All lines with the word "shade" in the material below are required.

• _Records to use_
-=-=-=-=-
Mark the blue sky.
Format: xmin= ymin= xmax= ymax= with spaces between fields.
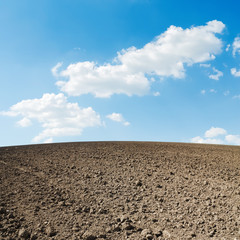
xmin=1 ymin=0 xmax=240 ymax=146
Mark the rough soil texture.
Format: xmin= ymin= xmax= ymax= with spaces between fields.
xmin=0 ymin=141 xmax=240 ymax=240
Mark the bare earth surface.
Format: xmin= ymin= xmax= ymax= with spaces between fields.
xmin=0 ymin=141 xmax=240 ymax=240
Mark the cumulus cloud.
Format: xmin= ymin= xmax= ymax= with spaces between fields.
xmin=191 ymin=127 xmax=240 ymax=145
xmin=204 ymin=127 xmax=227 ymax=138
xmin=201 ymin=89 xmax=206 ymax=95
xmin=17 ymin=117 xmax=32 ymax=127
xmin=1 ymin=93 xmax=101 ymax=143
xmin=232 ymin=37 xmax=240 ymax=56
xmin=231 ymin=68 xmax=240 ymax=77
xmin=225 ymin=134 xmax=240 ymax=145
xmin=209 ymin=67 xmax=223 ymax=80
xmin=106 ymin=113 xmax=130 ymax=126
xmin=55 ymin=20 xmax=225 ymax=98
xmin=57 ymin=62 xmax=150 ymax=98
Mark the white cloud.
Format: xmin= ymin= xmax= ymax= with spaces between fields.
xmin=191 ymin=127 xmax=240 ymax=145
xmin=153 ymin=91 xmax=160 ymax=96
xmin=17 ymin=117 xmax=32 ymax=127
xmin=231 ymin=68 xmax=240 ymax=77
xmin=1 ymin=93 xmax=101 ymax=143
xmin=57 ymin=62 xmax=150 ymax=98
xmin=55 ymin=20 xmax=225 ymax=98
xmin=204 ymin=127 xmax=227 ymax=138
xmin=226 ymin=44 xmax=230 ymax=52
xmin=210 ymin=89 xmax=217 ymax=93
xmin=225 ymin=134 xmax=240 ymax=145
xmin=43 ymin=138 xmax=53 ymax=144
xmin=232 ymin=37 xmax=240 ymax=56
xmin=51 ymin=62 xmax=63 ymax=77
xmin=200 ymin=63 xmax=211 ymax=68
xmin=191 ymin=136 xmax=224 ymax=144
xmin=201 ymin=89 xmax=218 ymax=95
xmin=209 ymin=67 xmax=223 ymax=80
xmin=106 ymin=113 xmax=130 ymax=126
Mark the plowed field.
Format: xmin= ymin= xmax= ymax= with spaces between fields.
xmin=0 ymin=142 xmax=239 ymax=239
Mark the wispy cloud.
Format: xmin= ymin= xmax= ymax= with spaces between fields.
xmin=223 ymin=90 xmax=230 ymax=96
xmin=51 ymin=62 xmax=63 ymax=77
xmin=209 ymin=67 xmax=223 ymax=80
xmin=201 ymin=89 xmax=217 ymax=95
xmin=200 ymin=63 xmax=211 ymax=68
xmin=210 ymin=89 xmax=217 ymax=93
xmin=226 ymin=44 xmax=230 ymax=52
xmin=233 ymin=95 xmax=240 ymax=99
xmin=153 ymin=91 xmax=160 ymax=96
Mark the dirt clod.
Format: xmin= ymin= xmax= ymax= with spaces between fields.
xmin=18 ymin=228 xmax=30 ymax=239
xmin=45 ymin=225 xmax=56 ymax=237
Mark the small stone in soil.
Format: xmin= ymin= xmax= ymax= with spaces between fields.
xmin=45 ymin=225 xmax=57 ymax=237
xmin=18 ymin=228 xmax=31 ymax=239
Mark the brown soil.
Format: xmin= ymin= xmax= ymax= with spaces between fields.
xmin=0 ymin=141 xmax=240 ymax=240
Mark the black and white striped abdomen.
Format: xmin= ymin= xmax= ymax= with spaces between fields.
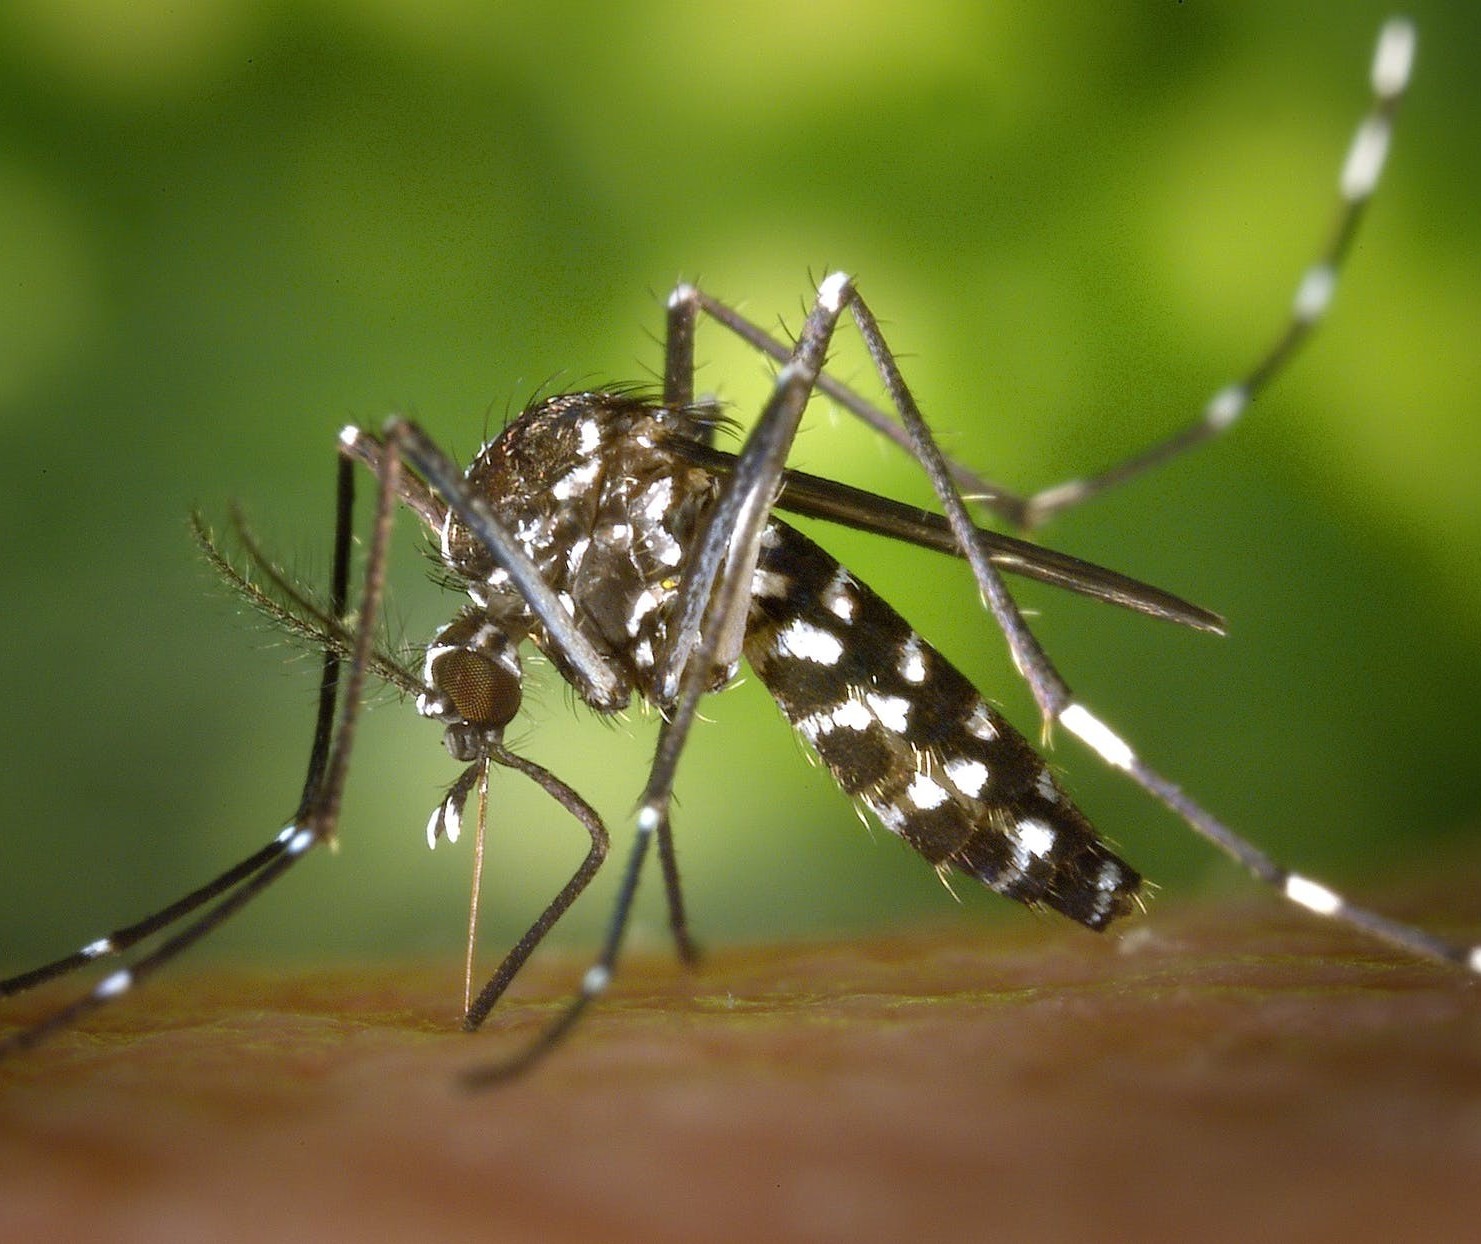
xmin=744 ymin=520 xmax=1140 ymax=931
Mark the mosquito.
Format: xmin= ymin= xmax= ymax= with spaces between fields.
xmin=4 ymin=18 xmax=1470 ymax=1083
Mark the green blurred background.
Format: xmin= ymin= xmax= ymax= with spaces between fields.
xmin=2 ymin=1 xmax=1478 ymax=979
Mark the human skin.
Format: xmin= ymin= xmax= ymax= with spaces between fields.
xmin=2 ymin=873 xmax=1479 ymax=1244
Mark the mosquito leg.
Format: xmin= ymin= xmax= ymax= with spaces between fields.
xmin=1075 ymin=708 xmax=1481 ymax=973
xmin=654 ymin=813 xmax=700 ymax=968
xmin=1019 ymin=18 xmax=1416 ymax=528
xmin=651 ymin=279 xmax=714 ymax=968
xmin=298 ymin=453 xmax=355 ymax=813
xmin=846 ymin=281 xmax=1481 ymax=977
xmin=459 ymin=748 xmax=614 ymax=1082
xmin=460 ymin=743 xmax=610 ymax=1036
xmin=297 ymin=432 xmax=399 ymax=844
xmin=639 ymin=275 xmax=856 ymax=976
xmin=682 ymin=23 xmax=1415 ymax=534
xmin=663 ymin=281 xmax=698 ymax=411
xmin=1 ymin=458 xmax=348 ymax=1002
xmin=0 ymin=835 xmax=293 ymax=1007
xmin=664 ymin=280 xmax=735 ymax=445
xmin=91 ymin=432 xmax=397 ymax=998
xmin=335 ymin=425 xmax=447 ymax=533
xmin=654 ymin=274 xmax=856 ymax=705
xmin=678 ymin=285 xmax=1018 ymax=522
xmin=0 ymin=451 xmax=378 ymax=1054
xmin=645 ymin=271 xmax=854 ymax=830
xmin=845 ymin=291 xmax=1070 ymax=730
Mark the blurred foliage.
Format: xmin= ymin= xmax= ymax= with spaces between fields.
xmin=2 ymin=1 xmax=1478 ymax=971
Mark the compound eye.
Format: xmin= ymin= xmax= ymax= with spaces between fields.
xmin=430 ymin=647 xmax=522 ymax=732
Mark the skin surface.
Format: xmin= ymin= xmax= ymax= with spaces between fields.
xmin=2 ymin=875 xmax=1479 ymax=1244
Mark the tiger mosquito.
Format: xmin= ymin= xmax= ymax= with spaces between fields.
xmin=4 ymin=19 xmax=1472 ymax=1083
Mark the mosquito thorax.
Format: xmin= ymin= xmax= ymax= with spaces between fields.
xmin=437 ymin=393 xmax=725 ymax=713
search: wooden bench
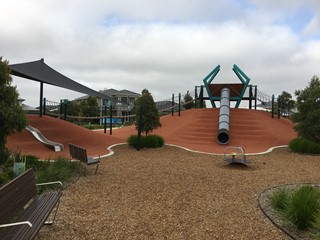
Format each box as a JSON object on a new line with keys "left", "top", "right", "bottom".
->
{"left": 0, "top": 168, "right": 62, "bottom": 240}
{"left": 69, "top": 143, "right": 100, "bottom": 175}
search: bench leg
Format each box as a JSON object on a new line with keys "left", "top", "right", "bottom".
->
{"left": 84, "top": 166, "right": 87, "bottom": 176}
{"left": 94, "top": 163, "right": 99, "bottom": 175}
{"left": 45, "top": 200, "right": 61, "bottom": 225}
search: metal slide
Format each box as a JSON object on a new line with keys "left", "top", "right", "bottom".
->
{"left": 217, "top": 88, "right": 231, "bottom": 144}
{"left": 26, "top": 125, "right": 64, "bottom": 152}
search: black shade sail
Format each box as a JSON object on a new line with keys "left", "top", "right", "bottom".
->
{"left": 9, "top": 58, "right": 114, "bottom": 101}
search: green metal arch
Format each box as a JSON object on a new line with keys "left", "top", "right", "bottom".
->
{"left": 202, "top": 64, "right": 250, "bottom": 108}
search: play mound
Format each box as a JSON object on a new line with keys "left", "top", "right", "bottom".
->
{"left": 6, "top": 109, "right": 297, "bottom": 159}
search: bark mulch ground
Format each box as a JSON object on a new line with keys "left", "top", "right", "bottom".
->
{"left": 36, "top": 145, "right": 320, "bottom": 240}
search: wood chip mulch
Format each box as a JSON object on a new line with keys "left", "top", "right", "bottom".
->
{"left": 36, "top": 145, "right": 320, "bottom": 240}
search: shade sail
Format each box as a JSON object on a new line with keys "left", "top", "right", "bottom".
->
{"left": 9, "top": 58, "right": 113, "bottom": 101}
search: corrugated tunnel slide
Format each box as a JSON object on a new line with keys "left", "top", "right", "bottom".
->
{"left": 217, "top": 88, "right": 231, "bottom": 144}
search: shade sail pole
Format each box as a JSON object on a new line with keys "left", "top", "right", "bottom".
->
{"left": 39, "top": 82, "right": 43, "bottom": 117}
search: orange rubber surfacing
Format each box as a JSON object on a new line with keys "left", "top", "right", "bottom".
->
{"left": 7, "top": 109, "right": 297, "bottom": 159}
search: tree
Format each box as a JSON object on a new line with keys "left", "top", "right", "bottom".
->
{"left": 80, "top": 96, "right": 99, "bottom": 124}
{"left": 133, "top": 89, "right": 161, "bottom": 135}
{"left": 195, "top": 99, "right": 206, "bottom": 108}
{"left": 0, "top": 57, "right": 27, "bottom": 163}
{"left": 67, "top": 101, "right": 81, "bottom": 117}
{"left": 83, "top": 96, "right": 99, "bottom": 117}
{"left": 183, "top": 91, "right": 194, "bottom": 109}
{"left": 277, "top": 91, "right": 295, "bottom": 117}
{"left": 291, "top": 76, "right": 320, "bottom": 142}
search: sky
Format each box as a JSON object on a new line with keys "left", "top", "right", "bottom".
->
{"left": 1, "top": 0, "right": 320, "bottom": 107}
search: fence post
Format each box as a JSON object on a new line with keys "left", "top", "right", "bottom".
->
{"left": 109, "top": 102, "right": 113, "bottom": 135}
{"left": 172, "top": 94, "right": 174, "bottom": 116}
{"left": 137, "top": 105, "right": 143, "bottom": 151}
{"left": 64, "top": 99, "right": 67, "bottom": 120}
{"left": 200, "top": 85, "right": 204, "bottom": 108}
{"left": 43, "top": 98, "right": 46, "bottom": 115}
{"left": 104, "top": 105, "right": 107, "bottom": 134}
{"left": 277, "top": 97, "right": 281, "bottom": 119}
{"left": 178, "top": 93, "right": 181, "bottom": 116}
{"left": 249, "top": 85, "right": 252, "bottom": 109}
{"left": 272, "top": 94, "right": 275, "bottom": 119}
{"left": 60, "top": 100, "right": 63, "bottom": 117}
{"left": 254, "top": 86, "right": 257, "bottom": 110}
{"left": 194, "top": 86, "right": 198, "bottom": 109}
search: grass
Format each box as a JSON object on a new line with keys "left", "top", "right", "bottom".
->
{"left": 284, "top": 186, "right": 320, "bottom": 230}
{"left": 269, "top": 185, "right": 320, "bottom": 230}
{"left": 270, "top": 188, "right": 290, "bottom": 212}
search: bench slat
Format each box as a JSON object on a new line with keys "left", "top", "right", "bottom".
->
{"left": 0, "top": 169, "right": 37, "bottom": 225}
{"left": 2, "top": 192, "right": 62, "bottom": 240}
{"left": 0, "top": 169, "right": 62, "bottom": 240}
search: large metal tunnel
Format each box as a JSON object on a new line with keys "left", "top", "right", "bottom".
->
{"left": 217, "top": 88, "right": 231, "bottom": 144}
-=-=-=-=-
• _Answer to the problem_
search: black shade sail
search: shade sail
search: shade sail pole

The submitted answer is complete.